> **PAGE EXCERPT**
Hormone replacement therapy (HRT) is not linked to an increased risk of developing dementia, according to the largest study of its kind, in the British Medical Journal.
The treatment is used by millions of women worldwide to relieve menopausal symptoms such as hot flushes, sleep disturbance, mood swings, memory losses and depression.
In Britain, about 14% of women aged between 50 and 59 use HRT, and about 5% of those aged 40 to 49 and 60 to 69, researchers said. Some menopausal symptoms are similar to early signs of dementia. Previous research into HRT and dementia has been inconsistent.
Laboratory studies and small trials have suggested a beneficial link between oestrogen and age-related brain decline. However, a randomised controlled trial found an increased risk of developing dementia among users of oestrogen-progestogen treatments. Two Finnish studies have also provided conflicting results.
To try to end years of uncertainty, researchers at the University of Oxford, Southampton and Nottingham investigated the risks of developing dementia for women using any of the forms of HRT commonly prescribed within the NHS.
Their study, involving more than 600,000 women over three decades, concluded that HRT is not linked to an increased risk of dementia.
“This large observational study found no overall association between use of menopausal hormone therapy and risk of developing dementia,” the authors wrote. “The finding was consistent across different types of hormones, doses, applications, and time of hormone therapy initiation.”
They used primary care databases to analyse HRT prescriptions for 118,501 women in the UK aged 55 and older diagnosed with dementia between 1998 and 2020, and 497,416 women matched by age and general practice, but with no records for dementia. Other factors, like family history, smoking, alcohol consumption and pre-existing conditions, were taken into account.
After adjusting for the full range of potentially confounding factors, the researchers found no overall associations between use of hormone therapy and risk of dementia, regardless of hormone type, application, dose, or duration of treatment.
There were different findings among some of the sub-groups within the study. In women younger than 80 who had been taking oestrogen-only therapy for 10 years or more, researchers found a 15% reduced risk of dementia.
However, an analysis of cases with a specific diagnosis of Alzheimerʼs disease showed a slight increase in risk associated with oestrogen- progestogen therapy.
Women taking oestrogen-progestogen therapy for between five and nine years had an 11% increased risk and those taking it for more than a decade were deemed to have a 19% heightened risk. Researchers described this as being equivalent to, respectively, five and seven extra cases per 10,000 woman years.
The study was observational, so cannot establish cause, and the researchers acknowledged some limitations, such as incomplete recording of menopausal symptoms, particularly for women registered after their menopause, that may have affected their results.
However, the study used a large data sample from primary care records and is the first of its kind to assess overall risk for women exposed to different types of HRT.
In a linked opinion piece in the BMJ, Prof Pauline Maki, from the University of Illinois, and Prof JoAnn Manson, from Harvard Medical School, said the results should provide “reassurance” for women.
Use of menopausal hormone therapy and risk of dementia: nested case-control studies using QResearch and CPRD databases
Published in British Medical Journal on 30 September 2021
To assess the risks of developing dementia associated with different types and durations of menopausal hormone therapy.
Two nested case-control studies.

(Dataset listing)
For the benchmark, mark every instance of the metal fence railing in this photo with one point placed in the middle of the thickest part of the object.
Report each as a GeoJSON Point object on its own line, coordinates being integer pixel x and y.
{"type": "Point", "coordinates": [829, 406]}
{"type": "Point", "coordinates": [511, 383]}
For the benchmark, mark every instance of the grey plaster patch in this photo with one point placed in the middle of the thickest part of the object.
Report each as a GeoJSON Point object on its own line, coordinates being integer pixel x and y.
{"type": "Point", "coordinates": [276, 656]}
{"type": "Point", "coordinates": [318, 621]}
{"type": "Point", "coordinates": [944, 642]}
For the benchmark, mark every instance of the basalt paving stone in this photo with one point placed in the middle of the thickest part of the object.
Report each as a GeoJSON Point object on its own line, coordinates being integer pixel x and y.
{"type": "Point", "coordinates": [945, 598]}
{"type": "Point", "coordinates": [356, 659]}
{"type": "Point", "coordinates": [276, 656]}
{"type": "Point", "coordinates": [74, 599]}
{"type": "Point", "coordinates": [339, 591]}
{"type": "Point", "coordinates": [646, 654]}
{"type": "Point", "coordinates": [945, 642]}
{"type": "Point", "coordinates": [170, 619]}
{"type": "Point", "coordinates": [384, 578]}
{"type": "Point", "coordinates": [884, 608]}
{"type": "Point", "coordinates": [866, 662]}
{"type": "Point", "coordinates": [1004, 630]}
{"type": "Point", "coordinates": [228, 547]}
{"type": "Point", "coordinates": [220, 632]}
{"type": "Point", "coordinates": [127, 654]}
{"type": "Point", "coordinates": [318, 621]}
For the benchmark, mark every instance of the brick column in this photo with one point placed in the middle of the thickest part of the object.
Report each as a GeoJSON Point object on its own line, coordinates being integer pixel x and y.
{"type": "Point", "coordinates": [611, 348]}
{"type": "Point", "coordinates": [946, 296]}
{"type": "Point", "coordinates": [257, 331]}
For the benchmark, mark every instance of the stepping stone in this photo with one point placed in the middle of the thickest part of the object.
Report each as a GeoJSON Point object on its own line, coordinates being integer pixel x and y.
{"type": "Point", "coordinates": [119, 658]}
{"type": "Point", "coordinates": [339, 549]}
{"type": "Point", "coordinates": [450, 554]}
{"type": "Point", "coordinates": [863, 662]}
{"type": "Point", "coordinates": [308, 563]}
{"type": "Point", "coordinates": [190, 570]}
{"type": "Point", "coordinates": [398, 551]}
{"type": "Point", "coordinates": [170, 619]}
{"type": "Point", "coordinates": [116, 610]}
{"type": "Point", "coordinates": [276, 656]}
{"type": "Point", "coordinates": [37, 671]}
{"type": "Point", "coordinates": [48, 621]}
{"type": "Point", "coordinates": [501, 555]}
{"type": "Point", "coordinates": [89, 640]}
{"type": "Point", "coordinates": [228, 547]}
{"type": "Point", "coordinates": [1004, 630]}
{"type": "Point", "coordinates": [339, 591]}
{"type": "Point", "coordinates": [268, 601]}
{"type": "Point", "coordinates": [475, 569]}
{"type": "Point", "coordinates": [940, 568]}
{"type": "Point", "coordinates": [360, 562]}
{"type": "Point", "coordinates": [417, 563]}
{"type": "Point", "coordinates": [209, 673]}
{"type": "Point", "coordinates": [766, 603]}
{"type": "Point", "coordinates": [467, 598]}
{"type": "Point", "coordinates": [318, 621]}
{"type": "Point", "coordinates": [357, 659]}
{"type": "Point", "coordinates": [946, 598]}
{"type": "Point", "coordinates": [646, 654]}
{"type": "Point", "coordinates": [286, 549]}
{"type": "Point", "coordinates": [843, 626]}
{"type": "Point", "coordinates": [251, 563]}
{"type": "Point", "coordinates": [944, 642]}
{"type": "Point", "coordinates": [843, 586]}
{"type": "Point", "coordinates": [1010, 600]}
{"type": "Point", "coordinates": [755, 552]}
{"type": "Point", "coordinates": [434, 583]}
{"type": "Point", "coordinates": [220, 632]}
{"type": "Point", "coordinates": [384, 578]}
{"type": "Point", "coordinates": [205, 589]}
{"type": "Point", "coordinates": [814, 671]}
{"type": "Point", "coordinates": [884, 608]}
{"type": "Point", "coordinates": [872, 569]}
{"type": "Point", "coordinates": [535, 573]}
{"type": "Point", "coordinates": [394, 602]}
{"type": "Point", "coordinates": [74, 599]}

> **REQUIRED ACTION**
In the article on hormone replacement therapy and dementia, how many women aged 55 and older diagnosed with dementia between 1998 and 2020 had their prescriptions analyzed?

> **EXERCISE SOLUTION**
118,501 women.